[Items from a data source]
=-=-=-=-=
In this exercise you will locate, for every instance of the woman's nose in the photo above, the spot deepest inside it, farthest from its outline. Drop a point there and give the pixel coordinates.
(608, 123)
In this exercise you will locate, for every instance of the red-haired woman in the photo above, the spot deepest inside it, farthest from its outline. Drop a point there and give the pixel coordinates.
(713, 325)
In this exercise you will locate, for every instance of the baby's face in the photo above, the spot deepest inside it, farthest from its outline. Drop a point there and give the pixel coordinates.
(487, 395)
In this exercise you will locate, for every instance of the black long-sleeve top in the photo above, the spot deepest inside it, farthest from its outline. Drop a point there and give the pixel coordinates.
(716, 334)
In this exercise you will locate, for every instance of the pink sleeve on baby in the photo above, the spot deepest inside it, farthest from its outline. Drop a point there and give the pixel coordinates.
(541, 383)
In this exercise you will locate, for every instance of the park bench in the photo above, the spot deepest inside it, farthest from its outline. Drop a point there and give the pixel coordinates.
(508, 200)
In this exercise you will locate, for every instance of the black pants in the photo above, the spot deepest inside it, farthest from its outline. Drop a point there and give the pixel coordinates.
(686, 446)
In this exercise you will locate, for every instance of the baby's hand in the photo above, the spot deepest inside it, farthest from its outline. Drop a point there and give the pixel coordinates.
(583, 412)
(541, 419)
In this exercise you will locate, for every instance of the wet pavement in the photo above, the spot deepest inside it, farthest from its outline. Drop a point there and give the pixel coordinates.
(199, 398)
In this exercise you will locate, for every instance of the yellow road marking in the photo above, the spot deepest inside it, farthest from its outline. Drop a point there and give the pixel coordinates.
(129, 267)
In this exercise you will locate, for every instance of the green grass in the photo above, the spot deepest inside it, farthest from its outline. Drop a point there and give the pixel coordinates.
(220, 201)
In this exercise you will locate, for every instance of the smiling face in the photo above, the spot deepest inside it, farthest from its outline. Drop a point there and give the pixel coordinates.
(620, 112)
=-=-=-=-=
:: Exercise brief ::
The response should be every record above restated exactly.

:: Solved problem ::
In this exercise you will locate, for every instance of the woman's nose in the photo above, the spot deepest inside it, farthest from its outline. Drop a point there and give the pixel coordinates.
(608, 123)
In this exercise you will locate, for every instance of the red-haired woman in the photo above, the spot deepest inside it, farthest from its outline. Drop a point there and give the pixel coordinates.
(713, 325)
In this exercise you will locate, for every instance of the baby's face in the photo above, the spot deepest inside it, farthest from its outline. Drop a point there and give the pixel coordinates.
(487, 395)
In this exercise you will locate, for every instance of the black long-sleeve top in the photo above, the spot deepest inside it, farthest from its outline. Drop a point there and give the pixel coordinates.
(716, 334)
In this exercise you will locate, for every instance of the pink sleeve on baby in the photo above, the spot deepest inside it, farthest from its outline. Drop a point there and give the pixel coordinates.
(541, 383)
In this exercise you will locate, for every instance of the park bench in the photo above, the spot deepest inside it, farthest from its outline. Drop a point there and give the pixel coordinates.
(508, 200)
In this exercise you will locate, for every instance of the black pants in the photo above, the spot deepest inside it, farthest from its outline. Drop a point there and give the pixel coordinates.
(686, 446)
In this exercise you will locate, for every instance of the baby's hand in the photo above, the spot deepest inside it, farthest from its outline. Drop a point there and give the pixel coordinates.
(583, 412)
(541, 419)
In this exercise you will locate, for every instance of the wet pavement in the photo above, the spot deepest inside it, farthest from its outline. Drop a point there and give the pixel coordinates.
(199, 398)
In this exercise you will locate, for every instance of the yellow road marking in the photo above, the spot deepest inside it, farthest from its outline. Drop a point there and give the pixel coordinates.
(129, 267)
In this exercise you will locate, for every instance of the green grass in the photo above, the spot deepest inside it, farthest from its outline. Drop a point there and give the pixel coordinates.
(220, 201)
In this exercise you will locate, for every instance of the smiling face in the photo above, the spot deepest inside it, farthest from its outline. Drop a point there and give the pixel coordinates.
(620, 112)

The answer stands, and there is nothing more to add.